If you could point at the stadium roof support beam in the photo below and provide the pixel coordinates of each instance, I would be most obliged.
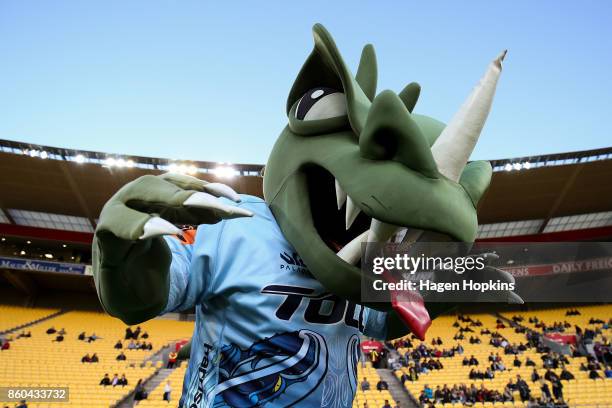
(569, 183)
(6, 213)
(21, 282)
(79, 197)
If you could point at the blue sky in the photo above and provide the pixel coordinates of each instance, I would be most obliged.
(208, 80)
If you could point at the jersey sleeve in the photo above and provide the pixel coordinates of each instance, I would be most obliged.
(375, 324)
(192, 267)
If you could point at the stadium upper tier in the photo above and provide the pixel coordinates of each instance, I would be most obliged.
(64, 190)
(42, 361)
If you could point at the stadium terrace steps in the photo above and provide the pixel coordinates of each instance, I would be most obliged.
(17, 313)
(580, 392)
(42, 361)
(397, 391)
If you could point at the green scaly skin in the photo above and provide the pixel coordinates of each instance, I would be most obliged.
(393, 181)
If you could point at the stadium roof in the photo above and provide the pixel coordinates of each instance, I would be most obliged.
(64, 190)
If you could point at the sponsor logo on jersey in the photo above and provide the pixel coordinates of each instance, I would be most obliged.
(266, 371)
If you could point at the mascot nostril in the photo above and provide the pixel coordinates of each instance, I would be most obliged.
(390, 133)
(275, 282)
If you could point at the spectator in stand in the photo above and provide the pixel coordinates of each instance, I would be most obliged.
(557, 389)
(365, 385)
(139, 392)
(566, 375)
(382, 385)
(167, 391)
(172, 359)
(594, 375)
(428, 391)
(523, 388)
(105, 380)
(123, 380)
(438, 394)
(507, 395)
(550, 375)
(545, 390)
(24, 334)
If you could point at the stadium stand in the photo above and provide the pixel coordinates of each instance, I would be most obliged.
(40, 360)
(12, 317)
(155, 398)
(581, 391)
(372, 397)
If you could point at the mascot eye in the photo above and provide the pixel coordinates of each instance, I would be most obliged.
(321, 103)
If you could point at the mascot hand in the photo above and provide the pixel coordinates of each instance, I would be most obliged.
(131, 260)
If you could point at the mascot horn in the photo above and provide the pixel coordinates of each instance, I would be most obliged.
(274, 282)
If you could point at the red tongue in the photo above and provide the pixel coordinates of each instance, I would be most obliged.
(410, 307)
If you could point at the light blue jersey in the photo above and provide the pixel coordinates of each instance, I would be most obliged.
(267, 333)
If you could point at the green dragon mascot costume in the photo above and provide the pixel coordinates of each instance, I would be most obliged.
(275, 283)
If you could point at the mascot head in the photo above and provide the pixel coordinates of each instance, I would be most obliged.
(353, 166)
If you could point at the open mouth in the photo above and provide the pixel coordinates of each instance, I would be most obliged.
(340, 223)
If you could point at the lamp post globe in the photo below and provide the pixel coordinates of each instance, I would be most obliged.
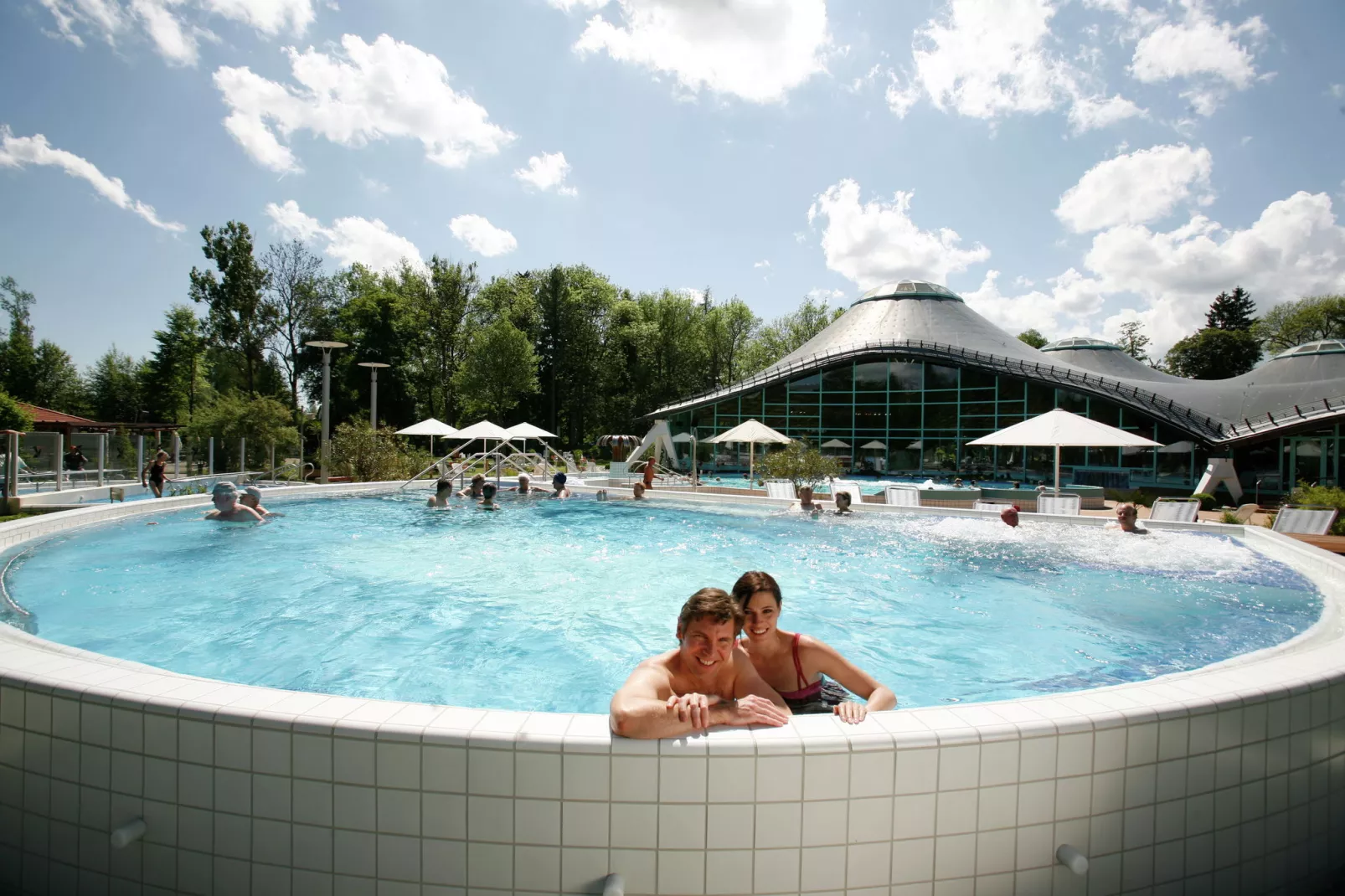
(373, 389)
(326, 345)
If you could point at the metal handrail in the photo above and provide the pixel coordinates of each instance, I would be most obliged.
(1167, 409)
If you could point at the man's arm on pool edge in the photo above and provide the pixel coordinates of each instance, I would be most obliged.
(641, 711)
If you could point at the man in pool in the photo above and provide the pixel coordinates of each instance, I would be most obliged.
(1126, 516)
(703, 682)
(225, 496)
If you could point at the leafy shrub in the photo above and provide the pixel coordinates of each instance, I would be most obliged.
(801, 465)
(1324, 496)
(373, 455)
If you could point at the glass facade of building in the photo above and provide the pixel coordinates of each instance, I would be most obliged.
(907, 416)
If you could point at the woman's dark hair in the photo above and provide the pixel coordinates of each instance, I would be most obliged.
(750, 583)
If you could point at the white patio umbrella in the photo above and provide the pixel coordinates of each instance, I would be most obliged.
(428, 427)
(528, 430)
(1063, 430)
(752, 432)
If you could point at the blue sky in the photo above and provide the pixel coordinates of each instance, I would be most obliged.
(1064, 166)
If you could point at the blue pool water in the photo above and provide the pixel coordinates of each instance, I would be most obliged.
(867, 486)
(549, 605)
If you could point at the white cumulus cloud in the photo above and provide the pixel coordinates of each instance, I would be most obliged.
(874, 242)
(482, 237)
(365, 92)
(756, 50)
(1136, 188)
(173, 27)
(548, 173)
(993, 58)
(348, 239)
(17, 152)
(1209, 54)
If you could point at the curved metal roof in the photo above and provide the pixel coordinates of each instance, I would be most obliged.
(928, 321)
(1080, 342)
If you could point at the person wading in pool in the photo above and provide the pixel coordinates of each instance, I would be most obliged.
(228, 509)
(155, 474)
(443, 492)
(703, 682)
(475, 489)
(798, 665)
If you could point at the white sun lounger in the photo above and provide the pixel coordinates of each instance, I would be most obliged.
(1305, 519)
(1059, 505)
(1176, 509)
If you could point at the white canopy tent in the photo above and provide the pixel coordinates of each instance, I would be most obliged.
(430, 427)
(752, 432)
(1063, 430)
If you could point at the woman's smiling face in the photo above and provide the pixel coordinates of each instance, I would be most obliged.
(761, 615)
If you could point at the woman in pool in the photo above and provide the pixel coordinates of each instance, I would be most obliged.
(798, 667)
(155, 474)
(443, 492)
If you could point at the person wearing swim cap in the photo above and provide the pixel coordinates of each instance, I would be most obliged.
(250, 497)
(225, 496)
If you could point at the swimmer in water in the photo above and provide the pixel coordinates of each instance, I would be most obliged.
(225, 496)
(443, 492)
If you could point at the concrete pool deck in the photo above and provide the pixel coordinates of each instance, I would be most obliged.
(1219, 780)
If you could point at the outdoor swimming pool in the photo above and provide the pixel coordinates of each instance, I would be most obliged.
(549, 605)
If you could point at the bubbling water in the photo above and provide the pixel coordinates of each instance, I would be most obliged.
(549, 605)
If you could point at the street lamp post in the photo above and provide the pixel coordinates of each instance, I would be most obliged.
(326, 345)
(373, 389)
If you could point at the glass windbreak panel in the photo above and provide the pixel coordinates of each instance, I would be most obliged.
(836, 415)
(870, 376)
(1103, 410)
(940, 416)
(940, 377)
(1010, 388)
(837, 379)
(806, 384)
(907, 417)
(870, 416)
(1071, 401)
(940, 454)
(905, 376)
(972, 378)
(1040, 399)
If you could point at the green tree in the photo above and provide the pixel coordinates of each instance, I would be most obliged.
(55, 381)
(499, 370)
(801, 465)
(18, 361)
(1133, 341)
(297, 292)
(241, 317)
(1231, 311)
(1033, 338)
(113, 386)
(1309, 319)
(1214, 354)
(177, 372)
(13, 416)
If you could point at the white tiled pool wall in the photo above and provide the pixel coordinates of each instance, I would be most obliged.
(1212, 782)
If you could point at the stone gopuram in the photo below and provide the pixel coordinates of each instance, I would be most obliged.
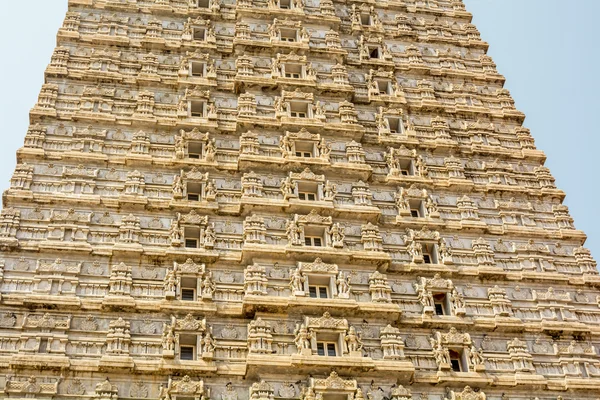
(287, 199)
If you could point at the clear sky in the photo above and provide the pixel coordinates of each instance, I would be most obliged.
(547, 49)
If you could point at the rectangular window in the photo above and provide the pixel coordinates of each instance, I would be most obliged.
(195, 150)
(186, 352)
(315, 241)
(304, 149)
(191, 243)
(197, 108)
(406, 168)
(441, 304)
(416, 208)
(188, 294)
(395, 125)
(194, 191)
(293, 71)
(318, 292)
(199, 34)
(307, 196)
(188, 289)
(197, 69)
(429, 253)
(383, 86)
(308, 191)
(328, 349)
(298, 110)
(192, 237)
(43, 346)
(187, 347)
(288, 35)
(456, 362)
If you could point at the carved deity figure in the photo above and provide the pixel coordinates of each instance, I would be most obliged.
(168, 337)
(329, 190)
(210, 189)
(476, 357)
(303, 337)
(457, 300)
(285, 144)
(343, 284)
(177, 187)
(440, 353)
(287, 187)
(210, 150)
(175, 231)
(170, 284)
(208, 286)
(336, 233)
(324, 149)
(353, 340)
(209, 236)
(179, 147)
(296, 281)
(208, 343)
(294, 233)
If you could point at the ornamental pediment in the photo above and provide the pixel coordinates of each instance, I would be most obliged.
(70, 216)
(189, 267)
(380, 73)
(393, 111)
(437, 283)
(313, 218)
(98, 91)
(453, 338)
(186, 386)
(197, 55)
(189, 323)
(196, 93)
(195, 175)
(194, 219)
(423, 234)
(326, 322)
(333, 382)
(80, 171)
(47, 321)
(414, 191)
(291, 57)
(467, 394)
(296, 95)
(194, 134)
(287, 23)
(307, 175)
(318, 266)
(303, 134)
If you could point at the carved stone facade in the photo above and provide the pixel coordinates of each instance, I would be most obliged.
(291, 199)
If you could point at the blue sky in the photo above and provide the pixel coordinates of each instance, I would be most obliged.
(547, 49)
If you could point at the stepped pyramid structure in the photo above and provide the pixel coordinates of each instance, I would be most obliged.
(287, 199)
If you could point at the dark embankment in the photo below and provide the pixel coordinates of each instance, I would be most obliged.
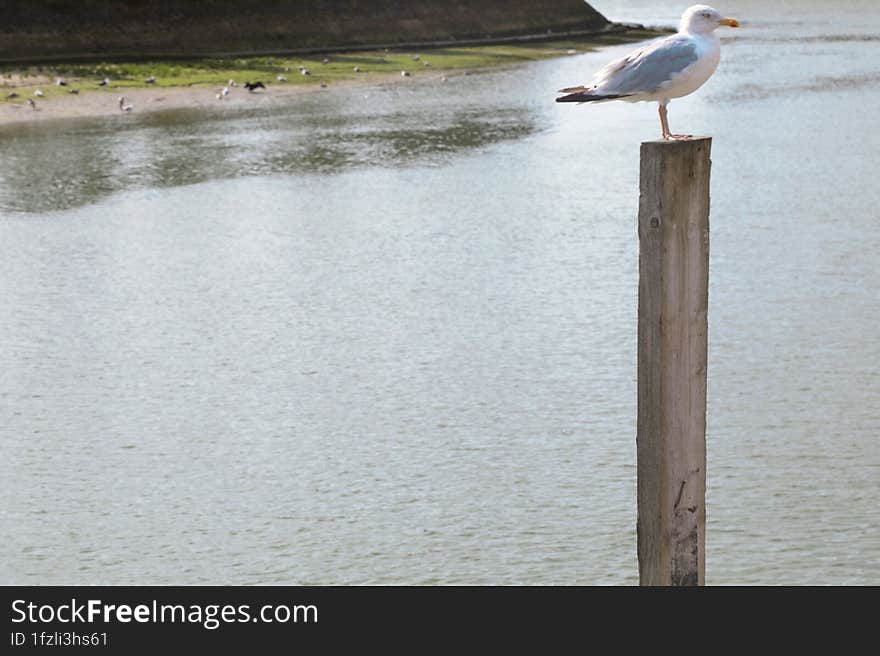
(44, 30)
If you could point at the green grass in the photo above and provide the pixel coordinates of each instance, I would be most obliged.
(216, 72)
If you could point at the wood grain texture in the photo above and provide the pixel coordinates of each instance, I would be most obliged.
(672, 361)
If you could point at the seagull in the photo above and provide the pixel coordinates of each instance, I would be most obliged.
(664, 69)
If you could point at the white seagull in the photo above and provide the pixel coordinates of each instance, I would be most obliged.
(664, 69)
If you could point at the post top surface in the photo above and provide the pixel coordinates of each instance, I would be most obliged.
(671, 142)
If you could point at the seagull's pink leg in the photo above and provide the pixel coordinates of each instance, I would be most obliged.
(664, 124)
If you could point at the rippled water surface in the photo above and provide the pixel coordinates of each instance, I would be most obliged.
(387, 334)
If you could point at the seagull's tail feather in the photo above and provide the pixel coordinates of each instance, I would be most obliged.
(582, 94)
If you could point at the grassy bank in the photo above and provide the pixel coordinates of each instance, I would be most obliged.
(327, 69)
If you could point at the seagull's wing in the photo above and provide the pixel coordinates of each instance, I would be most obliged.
(648, 68)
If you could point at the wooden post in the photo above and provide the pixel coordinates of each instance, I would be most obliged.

________________________________________

What needs to be done: Copy word for word the stretch of the listing from the line containing "If you could point at the seagull's pink" through the last line of the listing, including both.

Response to this task:
If you could point at the seagull's pink leg in the photo above and provide the pixel coordinates of each instance, I would be most obliged.
(664, 124)
If you could point at the rippled water surface in the photo above and provide the pixel coordinates of each instance, I would be most obliged.
(387, 334)
If you could point at the seagull's tail feather in the photo above and provide the pixel coordinates of each instance, I would be most obliged.
(582, 94)
If you could point at the grassy bank in the photo above and provide the pixel coordinates of each instance, I would be most obliged.
(327, 69)
If you could point at the seagull's wing in the photo above and provide the pixel coordinates of each instance, I would be most obliged.
(648, 68)
If you could point at the wooden post in the photo above and provide the pixel coordinates of each instance, I would be most obliged.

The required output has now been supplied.